**To-do list**
a) From the article on Mayo fans and the Cubs, list each span of time that is measured in years.
b) Reproduce the stretch of the article on Mayo fans and the Cubs from "For most Cubs" through "streak of futility.".

For most Cubs fans, generation-spanning sports-related anxiety was joyfully exorcised with the end of a 108-year World Series dry spell. But for a small subset of North Siders — those of Irish descent, with roots in County Mayo — the Cubs’ World Series triumph has stoked anticipation of the end of another historic streak of futility.

On Sunday, Mayo’s Gaelic football team plays for the All-Ireland championship, hoping to end a 66-year run without winning the Sam Maguire trophy and break a curse laid upon the county’s footballers in 1951.

“Mayo fans are very much heartened by the Cubs. They think it’s Mayo’s time to end the curse,” says Sean Ginnelly, Mayo-born host of the weekly “Good Morning Ireland” radio show on WCEV-1450 AM and general manager of Curragh Irish Pub, who, like many North Side Irish has overlapping loyalty to the Cubs and Mayo. “I know people in this town, after the Cubs victory, who said, ‘Ah, now Mayo’s next.’ ”

A constellation of seemingly portentous events have turned Mayo fans’ eyes to Chicago since last year. A month after Mayo fell in heartbreaking fashion to Dublin in the 2016 All-Ireland, the Cubs broke their curse with a thrilling extra-innings win over Clevelend. Three days later, Ireland’s rugby team played New Zealand at Soldier Field and, for the first time in 111 years, defeated the All-Blacks in front of a heavily Irish contingent of fans.

“They were saying that if Mayo made it back to the [Gaelic final] this year, they should play the game in Chicago because that’s where all the curses are broken,” says Vinnie O’Hagan, a Mayo native who’s the proprietor of the Three Counties Pub on the Northwest Side.

**Information shown**
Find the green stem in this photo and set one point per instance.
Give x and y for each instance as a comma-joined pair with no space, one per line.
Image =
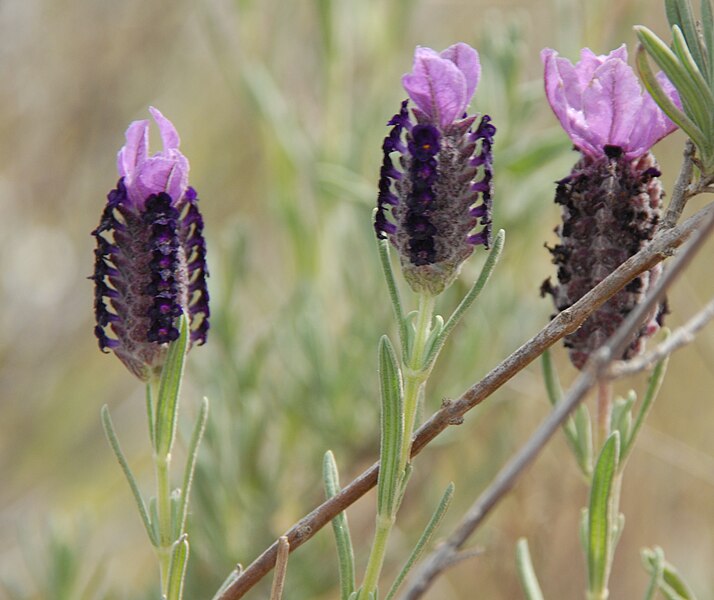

**Responses**
a)
- 108 years: the Cubs' World Series dry spell
- 66 years: Mayo's run without winning the Sam Maguire trophy
- 111 years: the time before Ireland's rugby team defeated the All-Blacks

b)
For most Cubs fans, generation-spanning sports-related anxiety was joyfully exorcised with the end of a 108-year World Series dry spell. But for a small subset of North Siders — those of Irish descent, with roots in County Mayo — the Cubs’ World Series triumph has stoked anticipation of the end of another historic streak of futility.